> [Exercise brief] Pull out every line in the items below that contains the word "hand", and copy each of those lines in full.

> [Data for this task]
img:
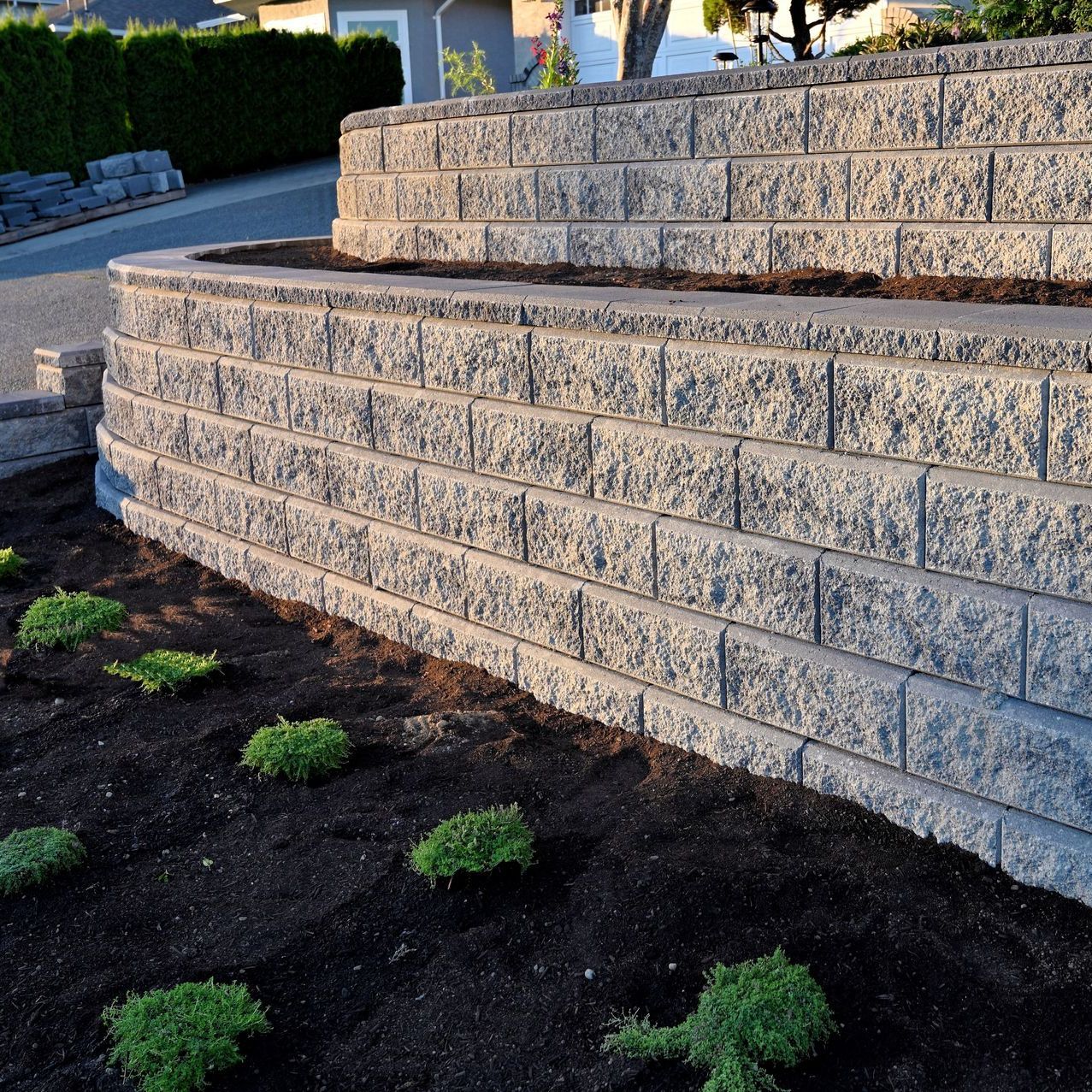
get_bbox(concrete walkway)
[0,158,338,391]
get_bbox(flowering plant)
[531,0,580,87]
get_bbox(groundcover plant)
[103,978,269,1092]
[0,827,87,894]
[603,947,835,1092]
[15,588,126,652]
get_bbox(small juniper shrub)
[103,978,269,1092]
[410,804,534,883]
[0,546,27,580]
[603,947,835,1092]
[0,827,87,894]
[241,717,351,781]
[103,649,223,694]
[15,588,127,652]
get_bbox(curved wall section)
[334,35,1092,279]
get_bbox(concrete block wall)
[91,252,1092,902]
[334,35,1092,280]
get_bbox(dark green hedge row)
[0,20,404,180]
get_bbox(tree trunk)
[611,0,671,80]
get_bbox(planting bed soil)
[0,456,1092,1092]
[206,241,1092,307]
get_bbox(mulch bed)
[0,460,1092,1092]
[204,242,1092,307]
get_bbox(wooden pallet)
[0,189,186,247]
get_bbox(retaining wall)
[333,35,1092,280]
[98,252,1092,902]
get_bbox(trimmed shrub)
[15,588,127,652]
[0,827,87,894]
[103,649,223,694]
[410,804,534,883]
[103,978,269,1092]
[239,717,351,781]
[603,947,836,1092]
[64,20,129,166]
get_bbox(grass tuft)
[15,588,127,652]
[0,546,27,580]
[103,649,223,694]
[241,717,351,781]
[0,827,87,894]
[103,978,269,1092]
[603,947,835,1092]
[410,804,534,883]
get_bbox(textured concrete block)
[216,478,288,550]
[595,99,694,162]
[157,345,220,413]
[819,552,1028,694]
[583,587,724,705]
[439,114,510,170]
[925,469,1092,600]
[330,310,421,383]
[808,76,940,151]
[421,319,531,402]
[644,687,804,783]
[516,641,644,732]
[835,356,1048,477]
[899,224,1050,280]
[368,523,468,617]
[850,151,995,221]
[665,342,831,446]
[724,626,910,765]
[288,370,371,446]
[186,410,250,480]
[626,161,729,221]
[592,419,738,524]
[220,356,288,428]
[250,425,330,500]
[327,443,417,527]
[527,489,656,596]
[694,88,806,157]
[804,742,1005,865]
[730,155,850,220]
[417,466,524,558]
[371,387,472,468]
[906,675,1092,830]
[740,442,925,564]
[466,551,581,656]
[474,402,592,493]
[253,303,330,371]
[512,107,595,166]
[284,497,371,583]
[539,167,626,221]
[663,224,771,273]
[1028,595,1092,717]
[458,168,539,221]
[531,330,664,422]
[409,606,519,682]
[656,520,820,641]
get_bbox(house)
[220,0,515,103]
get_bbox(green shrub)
[103,978,269,1092]
[240,717,351,781]
[103,649,223,694]
[603,947,835,1092]
[0,546,27,580]
[15,588,127,652]
[0,827,87,894]
[410,804,534,883]
[63,20,129,165]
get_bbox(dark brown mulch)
[0,460,1092,1092]
[205,242,1092,307]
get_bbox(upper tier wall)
[334,35,1092,280]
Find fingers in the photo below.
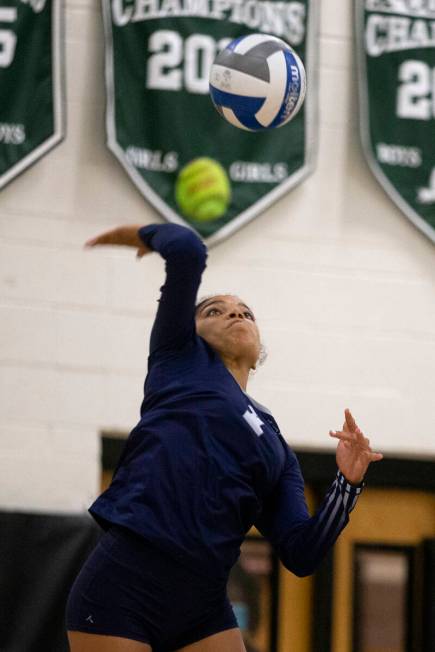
[85,229,116,247]
[329,428,384,462]
[344,408,357,432]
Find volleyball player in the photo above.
[66,223,382,652]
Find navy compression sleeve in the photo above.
[138,224,207,357]
[255,446,362,577]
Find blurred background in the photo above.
[0,0,435,652]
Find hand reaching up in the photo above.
[85,224,153,258]
[329,409,383,484]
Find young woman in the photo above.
[66,223,382,652]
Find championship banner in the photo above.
[102,0,317,246]
[355,0,435,242]
[0,0,64,188]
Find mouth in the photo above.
[227,319,245,328]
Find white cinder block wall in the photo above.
[0,0,435,512]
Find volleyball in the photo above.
[175,156,231,222]
[210,34,306,131]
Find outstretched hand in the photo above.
[329,409,383,484]
[85,224,153,258]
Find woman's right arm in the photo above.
[86,223,207,360]
[138,223,207,357]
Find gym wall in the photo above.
[0,0,435,513]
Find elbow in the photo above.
[162,227,207,264]
[279,550,319,577]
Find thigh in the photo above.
[68,631,151,652]
[177,627,246,652]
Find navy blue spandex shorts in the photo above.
[66,525,237,652]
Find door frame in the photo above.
[294,448,435,652]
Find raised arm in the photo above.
[138,224,207,358]
[86,223,207,361]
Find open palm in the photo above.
[329,409,383,484]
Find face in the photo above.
[195,294,260,368]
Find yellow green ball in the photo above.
[175,157,231,222]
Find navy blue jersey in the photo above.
[89,223,361,577]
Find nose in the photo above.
[229,308,243,319]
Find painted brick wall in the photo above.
[0,0,435,511]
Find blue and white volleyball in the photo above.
[210,34,306,131]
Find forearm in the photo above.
[276,471,362,577]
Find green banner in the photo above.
[355,0,435,242]
[0,0,64,188]
[102,0,317,246]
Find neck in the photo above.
[222,357,250,392]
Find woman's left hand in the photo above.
[329,409,383,484]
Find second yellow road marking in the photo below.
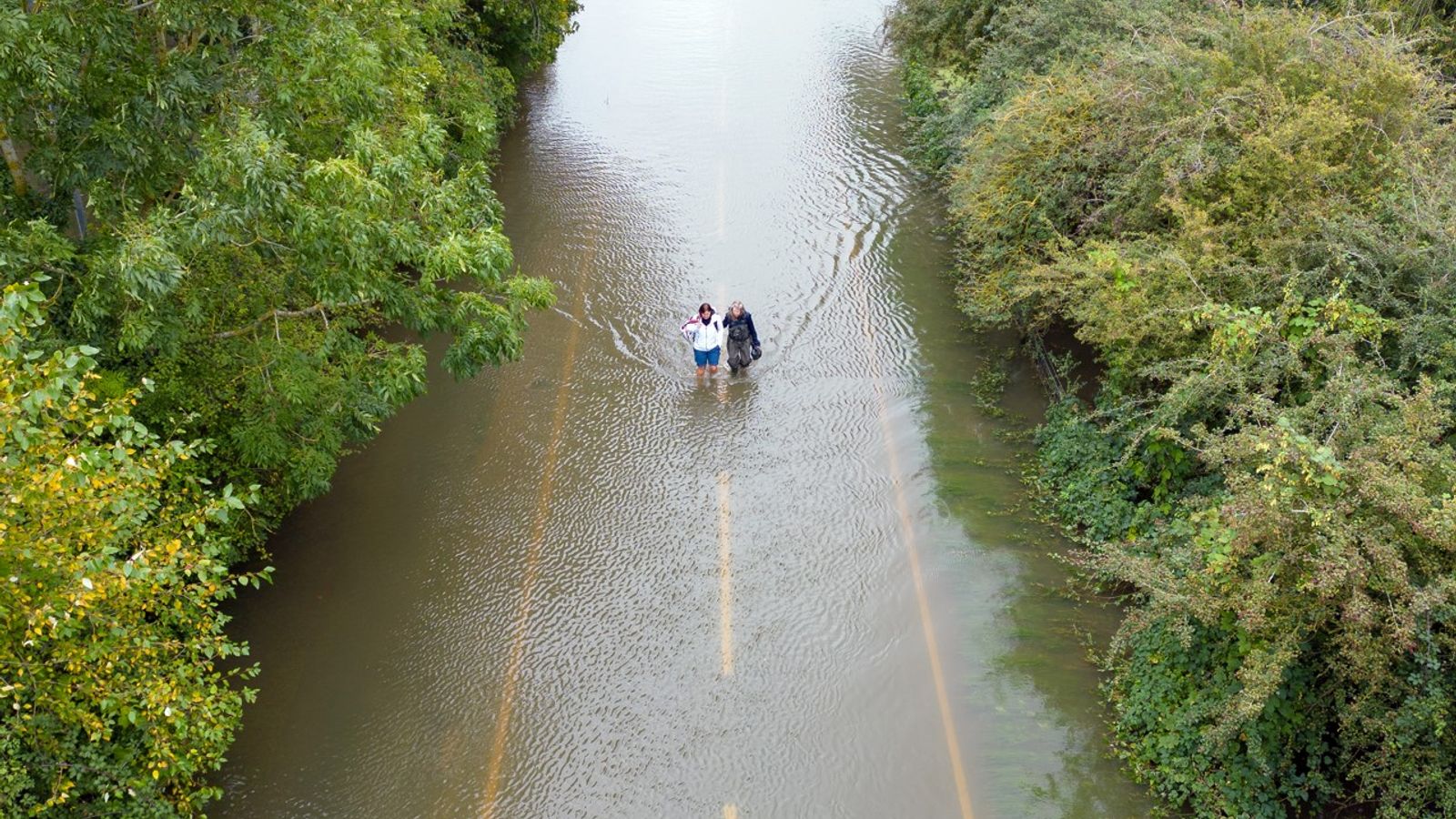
[718,472,733,672]
[854,269,974,819]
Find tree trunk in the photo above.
[0,119,25,194]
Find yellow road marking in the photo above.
[718,472,733,672]
[718,157,728,239]
[482,240,595,819]
[854,270,974,819]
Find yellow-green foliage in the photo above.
[0,284,259,816]
[891,0,1456,816]
[0,0,577,816]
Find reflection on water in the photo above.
[217,0,1145,817]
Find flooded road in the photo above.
[213,0,1146,817]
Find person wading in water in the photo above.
[682,301,723,376]
[723,301,763,373]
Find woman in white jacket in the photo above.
[682,301,723,375]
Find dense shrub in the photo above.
[891,0,1456,816]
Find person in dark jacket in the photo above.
[723,301,763,373]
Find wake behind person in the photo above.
[723,301,763,373]
[680,301,723,376]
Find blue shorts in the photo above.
[693,347,723,368]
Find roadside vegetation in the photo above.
[890,0,1456,816]
[0,0,575,817]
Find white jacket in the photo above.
[682,313,723,353]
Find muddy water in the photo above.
[216,0,1146,817]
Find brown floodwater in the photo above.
[213,0,1148,817]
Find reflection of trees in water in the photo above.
[923,335,1146,817]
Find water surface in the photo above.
[216,0,1146,817]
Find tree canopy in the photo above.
[0,0,577,816]
[891,0,1456,816]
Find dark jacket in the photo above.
[723,310,759,347]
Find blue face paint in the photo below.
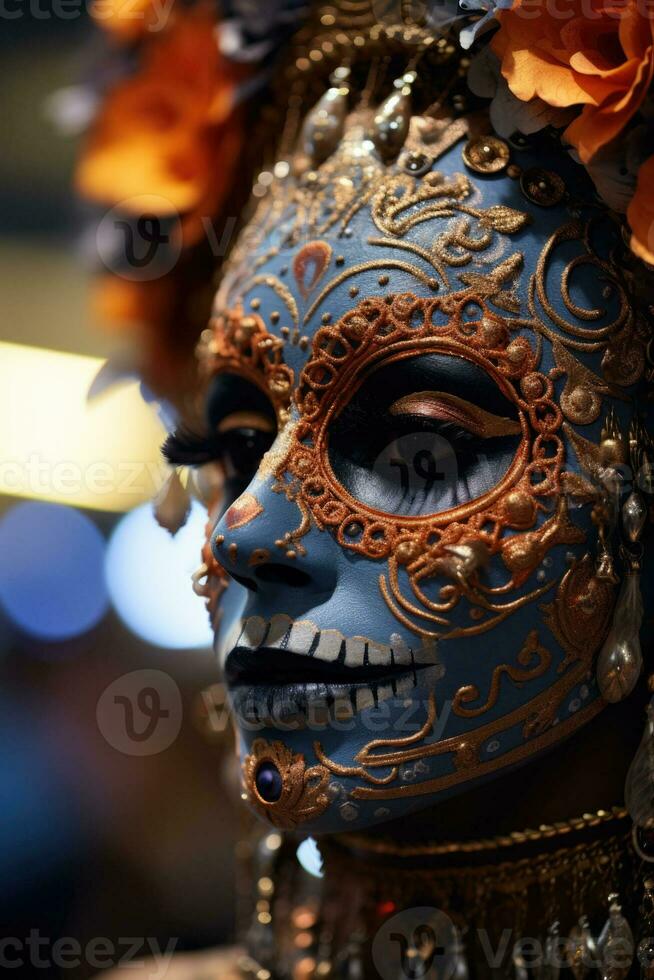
[176,120,651,832]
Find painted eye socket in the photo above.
[163,374,277,503]
[218,412,276,485]
[327,354,522,517]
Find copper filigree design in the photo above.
[313,631,604,800]
[277,290,583,637]
[242,738,330,830]
[198,307,293,415]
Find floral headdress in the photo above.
[77,0,654,401]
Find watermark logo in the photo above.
[96,669,184,756]
[372,906,460,980]
[96,194,182,282]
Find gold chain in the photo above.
[337,806,628,857]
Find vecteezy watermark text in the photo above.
[0,929,179,980]
[0,0,175,33]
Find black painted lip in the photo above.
[225,647,432,728]
[225,646,420,688]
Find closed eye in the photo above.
[388,391,522,439]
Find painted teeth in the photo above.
[224,613,438,667]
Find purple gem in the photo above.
[254,762,282,803]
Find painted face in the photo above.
[177,117,645,832]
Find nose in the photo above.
[211,468,336,594]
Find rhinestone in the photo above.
[327,782,345,801]
[520,167,565,208]
[254,762,282,803]
[400,153,433,177]
[462,136,510,174]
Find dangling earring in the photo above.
[372,71,418,159]
[300,65,350,166]
[597,410,647,702]
[593,408,627,585]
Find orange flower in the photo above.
[492,0,654,163]
[627,157,654,265]
[90,0,167,43]
[77,9,249,245]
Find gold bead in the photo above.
[462,136,511,174]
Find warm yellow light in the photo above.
[0,342,165,511]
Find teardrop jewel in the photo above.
[372,71,416,160]
[597,894,634,980]
[568,915,597,980]
[597,565,644,703]
[300,67,350,166]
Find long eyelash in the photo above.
[161,426,224,466]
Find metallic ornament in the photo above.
[568,915,597,980]
[461,136,511,174]
[520,167,565,208]
[597,894,634,980]
[399,152,434,177]
[599,406,627,467]
[622,490,647,544]
[447,929,470,980]
[636,878,654,980]
[372,72,416,159]
[536,922,562,980]
[300,68,350,166]
[597,567,644,703]
[625,698,654,830]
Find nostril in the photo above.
[225,568,259,592]
[255,563,311,589]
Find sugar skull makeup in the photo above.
[167,105,649,832]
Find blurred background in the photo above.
[0,11,243,977]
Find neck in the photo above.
[352,692,647,844]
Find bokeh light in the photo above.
[107,502,211,650]
[0,502,108,641]
[295,837,322,878]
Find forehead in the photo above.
[216,110,643,394]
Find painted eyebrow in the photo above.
[217,410,276,432]
[389,391,522,439]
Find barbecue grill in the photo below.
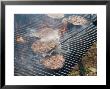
[14,14,97,76]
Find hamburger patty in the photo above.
[41,54,65,69]
[31,41,56,53]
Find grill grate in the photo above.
[14,14,97,76]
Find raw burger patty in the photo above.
[41,55,65,69]
[31,41,56,53]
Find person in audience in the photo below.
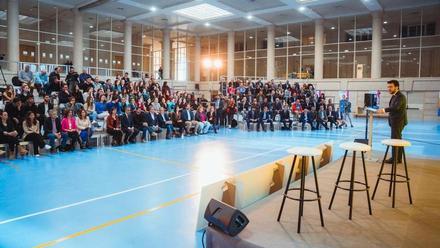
[280,103,292,130]
[169,105,185,137]
[133,108,148,143]
[38,94,53,127]
[257,106,274,132]
[61,108,81,151]
[0,110,27,159]
[23,111,52,156]
[2,85,15,105]
[299,108,315,131]
[121,108,139,144]
[181,103,198,136]
[194,105,211,134]
[246,106,260,131]
[76,109,93,149]
[35,69,49,94]
[316,105,328,130]
[327,105,339,129]
[18,65,34,87]
[43,109,65,153]
[146,106,162,137]
[107,108,123,146]
[157,107,174,139]
[47,66,63,94]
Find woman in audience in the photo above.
[107,108,123,146]
[77,109,93,149]
[0,110,27,159]
[2,85,15,105]
[23,111,51,156]
[61,109,81,151]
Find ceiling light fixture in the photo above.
[174,3,233,21]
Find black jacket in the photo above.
[385,91,408,128]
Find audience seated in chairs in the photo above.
[44,109,68,152]
[146,106,162,138]
[107,108,123,146]
[158,107,174,139]
[61,108,81,151]
[121,107,139,144]
[76,109,93,149]
[0,110,28,158]
[23,111,52,156]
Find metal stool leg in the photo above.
[297,156,307,233]
[312,156,324,226]
[348,151,356,220]
[371,146,390,200]
[391,147,399,208]
[328,150,348,209]
[402,147,412,204]
[361,152,373,215]
[277,155,297,221]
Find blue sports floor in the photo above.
[0,119,440,247]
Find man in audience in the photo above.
[121,108,139,144]
[257,106,274,132]
[299,108,315,131]
[133,108,148,143]
[147,106,162,137]
[157,107,174,139]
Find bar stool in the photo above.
[371,139,412,208]
[277,147,324,233]
[328,142,372,220]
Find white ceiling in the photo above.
[36,0,440,34]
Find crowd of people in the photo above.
[0,66,351,158]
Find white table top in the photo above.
[339,142,371,152]
[287,146,322,157]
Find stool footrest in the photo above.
[379,173,409,183]
[336,180,370,191]
[283,188,321,201]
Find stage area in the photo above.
[0,119,440,247]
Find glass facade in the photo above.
[0,0,440,81]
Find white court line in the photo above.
[0,173,193,225]
[0,147,287,225]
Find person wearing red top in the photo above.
[107,108,123,146]
[61,108,81,151]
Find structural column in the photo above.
[227,31,235,81]
[124,21,133,75]
[73,9,83,71]
[266,26,275,80]
[162,29,171,79]
[314,19,324,80]
[371,11,382,78]
[194,35,200,83]
[7,0,20,72]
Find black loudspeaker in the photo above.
[205,199,249,237]
[364,93,377,107]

> [Answer to the exercise]
Find hand reaching up in the photo above.
Find outstretched hand in the photo above.
Find woman's left hand in the photo above.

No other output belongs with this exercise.